Рабочие задания>
- A) Почему, согласно отрывку о Николае Глазкове, ему не составило бы большого труда срифмовать что-нибудь в духе скромных требований, приведенных в начале? Ответьте в одном–трех предложениях.
- B) Продолжите отрывок о Николае Глазкове, начиная сразу после последней строки.

Избранный отрывок>
####

Напрасно ухо поражая,

К какой он цели нас ведет?

О чем бренчит? чему нас учит?

Зачем сердца волнует, мучит,

Как своенравный чародей?

Как ветер, песнь его свободна,

Зато, как ветер, и бесплодна:

Какая польза нам от ней?..

Нет, если ты небес избранник,

Свой дар, божественный посланник,

Во благо нам употребляй:

Сердца собратьев исправляй…

Гняздятся клубом в нас пороки,

Ты можешь, ближнего любя,

Давать нам смелые уроки,

А мы послушаем тебя.

Николай Глазков в совершенстве владел стихом и для него не составило бы большого труда с тою же легкостью, с какой он сочинял свои стихотворные посвящения друзьям-приятелям, а то и просто случайным знакомым, срифмовать что-нибудь в духе этих, между нами говоря, довольно скромных требований. Вместо странноватых рассуждений о том, что он «Диогена диогеннее» и «сам себя нашел без фонаря», сочинить что-нибудь более осмысленное и полезное. Ну, хотя бы в таком роде:

Товарищи люди,

Будьте культурны!

####

Исходный материал>
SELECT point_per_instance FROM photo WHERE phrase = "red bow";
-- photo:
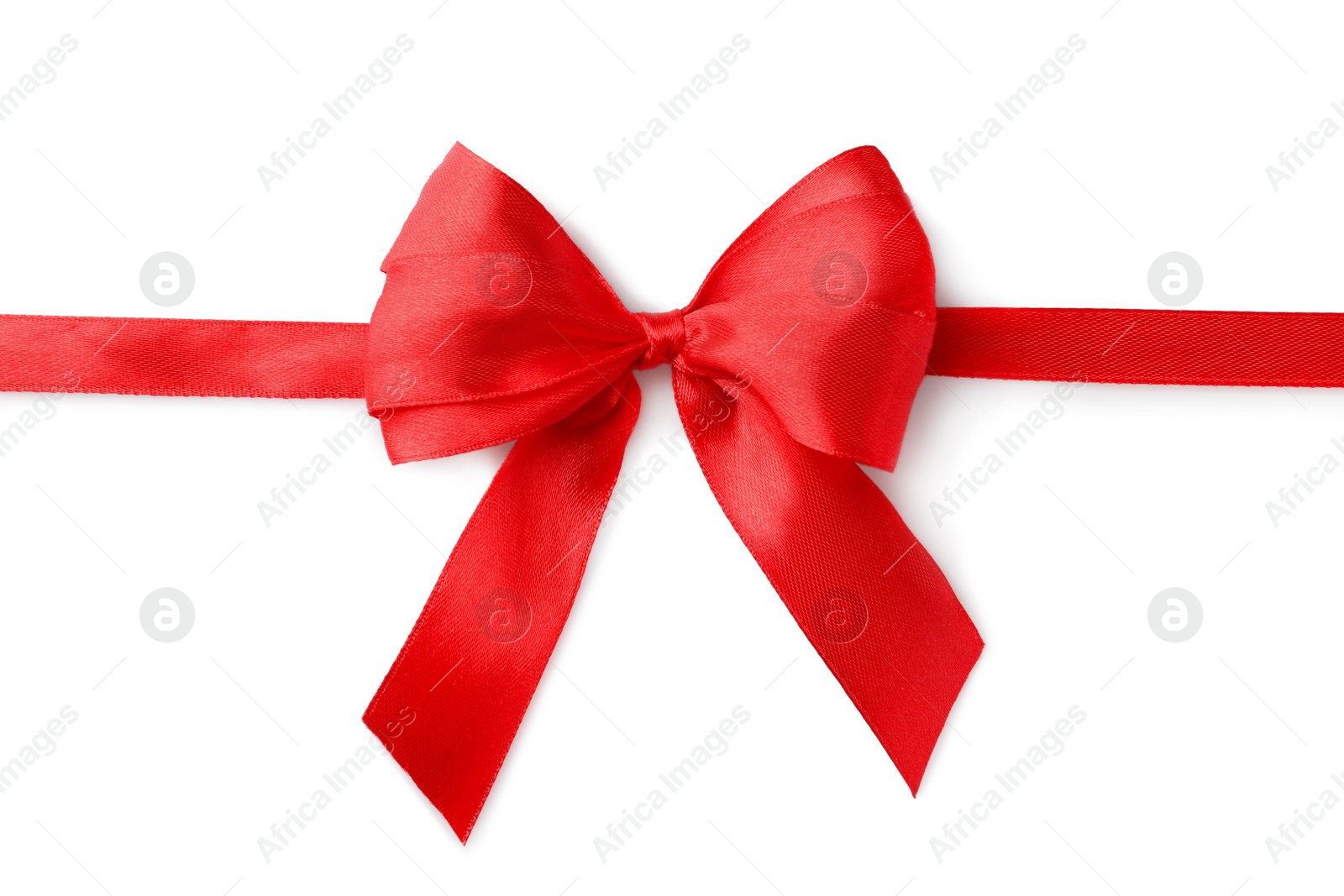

####

Результаты упражнения>
- A) Глазков в совершенстве владел стихом. Поэтому он мог бы сочинить такое с той же легкостью, с какой писал стихотворные посвящения друзьям-приятелям и даже случайным знакомым.

- B)
На пол не плюйте,

А плюйте в урны.

А вместо «скоромных» стишков о неприятностях любви в лесу, — что-нибудь назидательное в духе известных поучений:

Любовью дорожить умейте,

С годами дорожить вдвойне…

И т. п.

Почему же он этого не делал?

3

Простой вопрос этот он сам задавал себе неоднократно.

Соблазны такого рода то и дело возникали в его воображении. Но ответ неизменно был один и тот же:

— Не считаясь с тем, что говорят,

Ты нуждаешься в насущном хлебе.

Хочешь — и не будет звезд на небе.

Дам тебе за это миллиард.

Все откроются перед тобой пути,

И тебя признает вся страна,

— Отойди

От меня сатана.

Этот диалог поэта с дьяволом (стихотворение так прямо и называется: «Поэт и дьявол»), по правде говоря, сперва озадачивает. То, что поэт, отчаянно нуждающийся в насущном хлебе, отказывается даже и за миллиард отступиться от своих художественных прихотей, — это нас в конце концов не слишком удивляет. Другое дело — всенародное признание. Какой поэт не хочет признания, да еще не какой-нибудь там кучки избранных ценителей, а всей страны.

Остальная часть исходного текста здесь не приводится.